[Collected data entries]
* * * * * * *

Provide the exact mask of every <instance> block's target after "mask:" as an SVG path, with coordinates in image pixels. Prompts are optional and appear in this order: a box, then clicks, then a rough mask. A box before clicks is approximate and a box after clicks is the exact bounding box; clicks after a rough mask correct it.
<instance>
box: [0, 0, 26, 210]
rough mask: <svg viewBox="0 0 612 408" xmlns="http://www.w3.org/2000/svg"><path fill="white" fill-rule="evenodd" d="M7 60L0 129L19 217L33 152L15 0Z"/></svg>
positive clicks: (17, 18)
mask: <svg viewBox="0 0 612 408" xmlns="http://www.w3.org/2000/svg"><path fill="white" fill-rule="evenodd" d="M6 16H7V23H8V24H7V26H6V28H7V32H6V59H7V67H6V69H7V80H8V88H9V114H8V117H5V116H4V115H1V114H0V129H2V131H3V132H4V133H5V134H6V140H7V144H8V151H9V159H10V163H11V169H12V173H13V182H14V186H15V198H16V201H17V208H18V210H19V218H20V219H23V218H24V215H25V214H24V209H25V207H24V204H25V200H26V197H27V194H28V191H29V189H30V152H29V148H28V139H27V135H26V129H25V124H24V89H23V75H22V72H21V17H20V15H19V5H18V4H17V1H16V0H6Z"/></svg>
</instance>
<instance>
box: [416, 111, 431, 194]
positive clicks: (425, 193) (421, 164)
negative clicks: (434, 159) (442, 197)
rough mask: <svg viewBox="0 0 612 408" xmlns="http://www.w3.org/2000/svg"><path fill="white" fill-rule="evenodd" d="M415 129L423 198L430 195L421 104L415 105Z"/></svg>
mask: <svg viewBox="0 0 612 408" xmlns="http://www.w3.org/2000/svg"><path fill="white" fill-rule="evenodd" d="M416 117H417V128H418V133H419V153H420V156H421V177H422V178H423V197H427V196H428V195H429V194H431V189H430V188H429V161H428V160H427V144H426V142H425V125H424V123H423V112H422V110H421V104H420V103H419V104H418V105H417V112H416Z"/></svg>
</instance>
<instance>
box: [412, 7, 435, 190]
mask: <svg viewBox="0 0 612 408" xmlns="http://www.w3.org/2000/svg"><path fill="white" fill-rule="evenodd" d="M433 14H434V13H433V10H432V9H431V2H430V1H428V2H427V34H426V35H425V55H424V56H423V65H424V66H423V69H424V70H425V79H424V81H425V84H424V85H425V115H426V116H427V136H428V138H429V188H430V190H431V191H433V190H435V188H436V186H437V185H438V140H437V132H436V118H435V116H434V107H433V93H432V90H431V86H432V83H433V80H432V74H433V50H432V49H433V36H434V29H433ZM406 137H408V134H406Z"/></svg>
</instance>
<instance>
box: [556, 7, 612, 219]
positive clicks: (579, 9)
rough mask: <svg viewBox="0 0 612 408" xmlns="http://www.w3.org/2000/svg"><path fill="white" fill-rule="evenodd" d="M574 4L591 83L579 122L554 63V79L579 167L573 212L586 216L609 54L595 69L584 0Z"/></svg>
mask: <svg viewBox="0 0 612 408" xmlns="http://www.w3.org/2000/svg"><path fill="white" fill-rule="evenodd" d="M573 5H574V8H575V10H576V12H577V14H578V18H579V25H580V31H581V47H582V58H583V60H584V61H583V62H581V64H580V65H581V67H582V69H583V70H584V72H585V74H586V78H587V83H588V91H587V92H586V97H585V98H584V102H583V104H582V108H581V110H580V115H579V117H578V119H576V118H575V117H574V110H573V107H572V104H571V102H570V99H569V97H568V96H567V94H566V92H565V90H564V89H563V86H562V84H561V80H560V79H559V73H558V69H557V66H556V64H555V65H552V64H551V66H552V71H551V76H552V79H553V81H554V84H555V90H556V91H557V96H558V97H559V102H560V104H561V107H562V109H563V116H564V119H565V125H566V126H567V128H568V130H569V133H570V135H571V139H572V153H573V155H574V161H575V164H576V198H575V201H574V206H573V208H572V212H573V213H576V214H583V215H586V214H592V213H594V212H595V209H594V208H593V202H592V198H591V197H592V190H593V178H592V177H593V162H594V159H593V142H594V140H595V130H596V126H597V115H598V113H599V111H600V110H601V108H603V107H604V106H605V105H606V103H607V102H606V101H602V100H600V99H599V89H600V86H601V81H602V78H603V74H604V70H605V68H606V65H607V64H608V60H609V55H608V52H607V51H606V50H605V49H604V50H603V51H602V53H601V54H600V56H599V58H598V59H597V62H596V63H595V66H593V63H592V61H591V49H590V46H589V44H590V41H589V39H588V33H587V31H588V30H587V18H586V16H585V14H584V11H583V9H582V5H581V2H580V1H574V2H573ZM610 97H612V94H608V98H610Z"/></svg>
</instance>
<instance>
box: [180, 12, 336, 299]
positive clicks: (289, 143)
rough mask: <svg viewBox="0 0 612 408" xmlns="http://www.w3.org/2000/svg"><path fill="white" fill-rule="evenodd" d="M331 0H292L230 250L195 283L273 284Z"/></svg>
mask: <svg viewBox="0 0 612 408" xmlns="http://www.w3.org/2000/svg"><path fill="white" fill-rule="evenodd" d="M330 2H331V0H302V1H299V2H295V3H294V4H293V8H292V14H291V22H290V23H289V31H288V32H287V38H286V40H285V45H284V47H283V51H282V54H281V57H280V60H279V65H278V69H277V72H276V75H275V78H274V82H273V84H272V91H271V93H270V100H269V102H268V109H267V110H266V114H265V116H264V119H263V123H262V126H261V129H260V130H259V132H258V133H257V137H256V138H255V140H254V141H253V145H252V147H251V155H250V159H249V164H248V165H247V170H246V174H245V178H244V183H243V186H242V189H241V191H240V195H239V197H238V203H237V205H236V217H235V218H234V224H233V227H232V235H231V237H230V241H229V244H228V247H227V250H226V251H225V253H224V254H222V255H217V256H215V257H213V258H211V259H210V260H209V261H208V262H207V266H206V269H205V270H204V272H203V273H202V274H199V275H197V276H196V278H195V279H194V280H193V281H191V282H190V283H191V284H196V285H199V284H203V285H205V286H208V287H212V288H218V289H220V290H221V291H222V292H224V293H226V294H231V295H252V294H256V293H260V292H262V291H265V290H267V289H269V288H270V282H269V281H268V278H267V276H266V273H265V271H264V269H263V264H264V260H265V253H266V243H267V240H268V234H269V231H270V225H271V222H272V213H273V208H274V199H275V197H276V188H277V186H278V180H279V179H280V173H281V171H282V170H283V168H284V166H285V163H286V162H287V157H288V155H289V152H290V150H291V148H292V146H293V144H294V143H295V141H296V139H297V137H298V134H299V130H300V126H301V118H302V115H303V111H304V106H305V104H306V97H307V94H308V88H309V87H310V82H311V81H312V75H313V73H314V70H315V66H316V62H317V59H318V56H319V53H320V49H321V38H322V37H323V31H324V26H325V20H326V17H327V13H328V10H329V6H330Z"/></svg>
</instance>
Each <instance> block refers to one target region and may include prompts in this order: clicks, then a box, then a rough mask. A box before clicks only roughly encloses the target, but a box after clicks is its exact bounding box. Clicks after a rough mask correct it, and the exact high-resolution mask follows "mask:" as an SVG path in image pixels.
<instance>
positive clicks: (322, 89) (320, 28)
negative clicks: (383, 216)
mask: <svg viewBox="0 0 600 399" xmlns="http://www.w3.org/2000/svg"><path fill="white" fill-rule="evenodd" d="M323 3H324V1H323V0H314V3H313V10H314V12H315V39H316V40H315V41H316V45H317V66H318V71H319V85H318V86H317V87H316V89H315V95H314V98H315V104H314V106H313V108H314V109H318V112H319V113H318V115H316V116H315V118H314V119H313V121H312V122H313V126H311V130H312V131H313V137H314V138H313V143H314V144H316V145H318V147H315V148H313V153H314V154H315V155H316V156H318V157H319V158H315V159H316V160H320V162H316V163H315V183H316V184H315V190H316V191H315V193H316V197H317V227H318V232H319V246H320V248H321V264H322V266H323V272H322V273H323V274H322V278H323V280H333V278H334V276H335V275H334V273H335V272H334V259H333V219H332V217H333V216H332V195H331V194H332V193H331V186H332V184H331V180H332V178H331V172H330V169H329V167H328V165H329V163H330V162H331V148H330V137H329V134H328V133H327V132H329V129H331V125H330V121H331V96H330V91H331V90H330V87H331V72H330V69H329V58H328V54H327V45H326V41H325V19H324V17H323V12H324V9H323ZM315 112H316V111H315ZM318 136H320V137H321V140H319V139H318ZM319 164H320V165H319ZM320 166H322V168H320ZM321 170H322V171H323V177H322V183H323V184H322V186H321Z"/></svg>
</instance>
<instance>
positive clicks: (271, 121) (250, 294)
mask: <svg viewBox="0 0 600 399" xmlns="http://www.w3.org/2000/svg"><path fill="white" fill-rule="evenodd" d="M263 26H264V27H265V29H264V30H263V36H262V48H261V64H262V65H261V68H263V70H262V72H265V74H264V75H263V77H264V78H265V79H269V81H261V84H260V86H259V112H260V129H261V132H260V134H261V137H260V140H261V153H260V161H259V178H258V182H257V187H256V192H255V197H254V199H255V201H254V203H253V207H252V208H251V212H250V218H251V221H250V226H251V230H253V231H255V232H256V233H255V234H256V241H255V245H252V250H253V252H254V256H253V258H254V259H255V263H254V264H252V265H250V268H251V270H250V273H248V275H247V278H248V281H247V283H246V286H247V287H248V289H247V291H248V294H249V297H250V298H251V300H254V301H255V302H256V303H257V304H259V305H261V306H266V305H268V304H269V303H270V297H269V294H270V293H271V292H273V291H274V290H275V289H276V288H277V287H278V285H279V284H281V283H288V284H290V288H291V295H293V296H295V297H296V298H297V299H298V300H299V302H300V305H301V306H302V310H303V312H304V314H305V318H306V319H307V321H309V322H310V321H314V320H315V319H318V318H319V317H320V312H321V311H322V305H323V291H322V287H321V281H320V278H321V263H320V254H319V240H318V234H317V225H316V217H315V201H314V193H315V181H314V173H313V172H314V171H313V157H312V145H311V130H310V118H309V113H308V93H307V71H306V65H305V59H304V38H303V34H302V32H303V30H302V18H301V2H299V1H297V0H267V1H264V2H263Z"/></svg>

* * * * * * *

TASK BRIEF: Format everything in the records above, from the start down to the line containing "box: [0, 0, 26, 210]", as a Markdown table with the columns Line No. and Record Text, one row per line and no rows for blank lines.

REPLY:
| Line No. | Record Text |
|---|---|
| 1 | Provide the exact mask of every <instance> block's target after "mask:" as an SVG path, with coordinates in image pixels. Prompts are optional and appear in this order: a box, then clicks, then a rough mask. A box before clicks is approximate and a box after clicks is the exact bounding box; clicks after a rough mask correct it. |
| 2 | <instance> |
| 3 | box: [0, 0, 26, 210] |